Excerpts of location labeling data

****************

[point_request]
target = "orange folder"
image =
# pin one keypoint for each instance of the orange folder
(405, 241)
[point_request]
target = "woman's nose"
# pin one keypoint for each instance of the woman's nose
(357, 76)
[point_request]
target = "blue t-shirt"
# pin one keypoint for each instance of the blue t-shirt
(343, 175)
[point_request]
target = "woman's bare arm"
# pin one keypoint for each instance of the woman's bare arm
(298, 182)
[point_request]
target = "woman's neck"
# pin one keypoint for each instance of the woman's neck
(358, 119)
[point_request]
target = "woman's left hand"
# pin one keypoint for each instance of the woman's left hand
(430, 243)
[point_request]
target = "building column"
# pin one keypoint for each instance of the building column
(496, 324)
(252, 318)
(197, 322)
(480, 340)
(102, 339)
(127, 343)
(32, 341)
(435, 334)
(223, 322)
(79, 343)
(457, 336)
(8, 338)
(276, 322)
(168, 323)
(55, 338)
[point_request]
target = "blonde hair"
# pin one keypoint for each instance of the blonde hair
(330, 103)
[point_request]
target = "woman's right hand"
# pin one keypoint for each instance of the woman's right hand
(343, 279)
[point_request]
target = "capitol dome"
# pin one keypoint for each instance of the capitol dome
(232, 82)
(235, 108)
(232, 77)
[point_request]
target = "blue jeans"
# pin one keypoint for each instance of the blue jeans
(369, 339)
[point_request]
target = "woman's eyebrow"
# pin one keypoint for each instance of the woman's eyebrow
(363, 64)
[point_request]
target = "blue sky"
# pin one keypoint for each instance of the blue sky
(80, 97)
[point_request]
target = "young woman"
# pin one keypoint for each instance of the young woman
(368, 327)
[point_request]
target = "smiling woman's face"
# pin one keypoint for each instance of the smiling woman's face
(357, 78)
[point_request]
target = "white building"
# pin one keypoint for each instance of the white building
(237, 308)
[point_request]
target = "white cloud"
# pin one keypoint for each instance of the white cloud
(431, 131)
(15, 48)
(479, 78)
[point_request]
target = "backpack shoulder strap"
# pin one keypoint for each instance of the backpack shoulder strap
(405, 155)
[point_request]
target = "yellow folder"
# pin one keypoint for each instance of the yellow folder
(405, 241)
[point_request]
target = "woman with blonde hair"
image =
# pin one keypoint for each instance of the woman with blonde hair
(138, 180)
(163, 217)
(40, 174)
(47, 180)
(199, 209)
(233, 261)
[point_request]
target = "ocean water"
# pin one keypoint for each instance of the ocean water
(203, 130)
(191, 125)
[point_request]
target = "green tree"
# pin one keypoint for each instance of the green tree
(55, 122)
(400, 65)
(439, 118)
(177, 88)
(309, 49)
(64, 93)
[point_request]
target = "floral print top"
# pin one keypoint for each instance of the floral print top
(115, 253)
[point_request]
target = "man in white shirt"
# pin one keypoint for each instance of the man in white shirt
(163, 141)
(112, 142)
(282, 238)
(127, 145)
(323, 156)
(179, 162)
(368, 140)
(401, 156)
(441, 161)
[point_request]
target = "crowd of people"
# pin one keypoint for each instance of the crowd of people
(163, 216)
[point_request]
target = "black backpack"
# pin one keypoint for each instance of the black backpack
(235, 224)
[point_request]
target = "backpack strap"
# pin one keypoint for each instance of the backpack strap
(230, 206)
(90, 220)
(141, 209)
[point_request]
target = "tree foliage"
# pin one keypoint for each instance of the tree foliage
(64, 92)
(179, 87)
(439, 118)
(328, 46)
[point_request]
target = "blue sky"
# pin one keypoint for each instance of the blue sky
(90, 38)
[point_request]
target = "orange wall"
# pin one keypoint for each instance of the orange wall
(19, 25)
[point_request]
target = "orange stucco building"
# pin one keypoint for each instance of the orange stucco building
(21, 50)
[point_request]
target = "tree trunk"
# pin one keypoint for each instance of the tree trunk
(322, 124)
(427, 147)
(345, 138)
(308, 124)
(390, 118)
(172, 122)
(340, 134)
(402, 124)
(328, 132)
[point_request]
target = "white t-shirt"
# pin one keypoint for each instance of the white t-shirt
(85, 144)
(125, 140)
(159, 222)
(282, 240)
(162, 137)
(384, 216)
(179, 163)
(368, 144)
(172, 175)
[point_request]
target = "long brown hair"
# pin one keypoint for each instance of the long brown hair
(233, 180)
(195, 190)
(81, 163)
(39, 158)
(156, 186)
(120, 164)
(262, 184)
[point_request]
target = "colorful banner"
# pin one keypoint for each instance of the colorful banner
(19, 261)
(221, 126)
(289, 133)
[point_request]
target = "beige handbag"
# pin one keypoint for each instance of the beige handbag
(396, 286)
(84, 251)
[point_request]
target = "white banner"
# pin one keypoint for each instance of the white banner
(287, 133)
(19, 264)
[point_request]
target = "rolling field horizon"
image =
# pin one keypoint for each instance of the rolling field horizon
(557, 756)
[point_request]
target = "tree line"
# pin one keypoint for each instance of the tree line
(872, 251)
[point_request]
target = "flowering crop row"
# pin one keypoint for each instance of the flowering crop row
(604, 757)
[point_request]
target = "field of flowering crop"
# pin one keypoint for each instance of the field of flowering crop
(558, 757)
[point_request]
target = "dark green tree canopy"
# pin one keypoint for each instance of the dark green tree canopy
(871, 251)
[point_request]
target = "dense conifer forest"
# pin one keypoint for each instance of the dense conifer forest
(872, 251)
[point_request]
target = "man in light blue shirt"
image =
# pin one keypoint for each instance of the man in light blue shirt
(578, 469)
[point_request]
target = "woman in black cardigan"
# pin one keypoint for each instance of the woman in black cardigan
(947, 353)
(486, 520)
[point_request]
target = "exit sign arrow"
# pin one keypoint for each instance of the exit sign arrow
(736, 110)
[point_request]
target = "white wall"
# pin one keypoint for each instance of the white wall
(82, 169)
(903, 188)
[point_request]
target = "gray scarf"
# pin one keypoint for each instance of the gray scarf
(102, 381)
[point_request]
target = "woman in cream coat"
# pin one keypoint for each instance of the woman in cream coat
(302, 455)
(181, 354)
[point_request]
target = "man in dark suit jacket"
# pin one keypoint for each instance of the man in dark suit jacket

****************

• _Problem statement_: Pull out each line in the rows above that contains the word "handbag". Letter case must match.

• _Result of this exercise_:
target = "beige handbag"
# pin one keypoint for each instance of the beige handbag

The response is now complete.